Work to complete ▸ Render everything from the line containing "Note: for this drill, mark the halved lemon" down to the end of the records, inclusive, as a Markdown table with the columns Row and Line. Give each line its own numbered row, and leave out blank lines.

Exercise inputs ▸

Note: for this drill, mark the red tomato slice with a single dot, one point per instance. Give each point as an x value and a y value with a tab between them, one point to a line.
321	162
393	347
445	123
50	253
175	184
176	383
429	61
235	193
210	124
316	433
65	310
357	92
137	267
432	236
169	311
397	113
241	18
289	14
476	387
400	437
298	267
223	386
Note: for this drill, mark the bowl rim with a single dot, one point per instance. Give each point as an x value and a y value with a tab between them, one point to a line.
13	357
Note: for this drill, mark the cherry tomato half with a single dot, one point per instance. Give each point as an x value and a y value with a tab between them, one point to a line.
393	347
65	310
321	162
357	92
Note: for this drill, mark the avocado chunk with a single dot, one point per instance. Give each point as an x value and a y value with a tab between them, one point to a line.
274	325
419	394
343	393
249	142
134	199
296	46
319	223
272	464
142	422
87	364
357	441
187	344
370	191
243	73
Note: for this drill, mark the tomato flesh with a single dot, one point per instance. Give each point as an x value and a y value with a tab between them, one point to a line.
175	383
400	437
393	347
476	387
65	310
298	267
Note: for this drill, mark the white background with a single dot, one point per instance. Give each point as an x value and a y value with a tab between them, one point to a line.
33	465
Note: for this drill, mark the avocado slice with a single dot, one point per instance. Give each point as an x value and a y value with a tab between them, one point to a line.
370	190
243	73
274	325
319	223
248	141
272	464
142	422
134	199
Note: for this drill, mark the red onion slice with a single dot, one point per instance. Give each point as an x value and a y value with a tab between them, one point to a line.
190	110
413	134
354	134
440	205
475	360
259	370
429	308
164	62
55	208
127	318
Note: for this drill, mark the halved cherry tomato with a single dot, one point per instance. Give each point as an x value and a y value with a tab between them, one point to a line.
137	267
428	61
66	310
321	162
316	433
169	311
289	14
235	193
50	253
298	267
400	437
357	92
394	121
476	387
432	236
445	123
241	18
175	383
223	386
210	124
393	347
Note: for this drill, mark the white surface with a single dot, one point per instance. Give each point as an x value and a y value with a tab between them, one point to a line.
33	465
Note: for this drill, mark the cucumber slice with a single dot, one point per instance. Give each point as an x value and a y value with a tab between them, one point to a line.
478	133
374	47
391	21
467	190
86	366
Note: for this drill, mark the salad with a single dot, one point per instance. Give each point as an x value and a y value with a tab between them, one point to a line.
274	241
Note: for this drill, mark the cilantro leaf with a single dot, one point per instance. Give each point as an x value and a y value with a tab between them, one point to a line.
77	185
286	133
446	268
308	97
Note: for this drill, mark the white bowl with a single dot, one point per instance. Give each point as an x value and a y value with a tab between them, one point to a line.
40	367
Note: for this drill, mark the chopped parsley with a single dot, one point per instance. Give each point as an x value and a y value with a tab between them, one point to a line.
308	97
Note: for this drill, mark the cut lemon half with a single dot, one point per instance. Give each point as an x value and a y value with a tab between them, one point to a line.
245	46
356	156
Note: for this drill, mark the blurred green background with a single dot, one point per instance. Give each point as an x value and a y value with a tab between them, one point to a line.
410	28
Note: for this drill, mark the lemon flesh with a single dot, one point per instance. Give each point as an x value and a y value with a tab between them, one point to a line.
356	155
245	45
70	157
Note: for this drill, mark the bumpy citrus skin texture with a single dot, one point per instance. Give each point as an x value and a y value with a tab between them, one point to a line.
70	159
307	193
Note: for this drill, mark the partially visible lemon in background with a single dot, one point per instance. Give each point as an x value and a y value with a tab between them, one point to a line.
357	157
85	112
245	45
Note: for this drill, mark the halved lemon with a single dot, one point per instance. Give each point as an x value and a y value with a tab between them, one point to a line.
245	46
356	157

Solution for this exercise ▸
| Row | Line |
|---|---|
| 1 | Note: for this drill, mark the halved lemon with a single dot, one point per instance. Give each point as an x value and a y value with a tab between them, one point to a line. |
| 2 | 245	46 |
| 3 | 356	157 |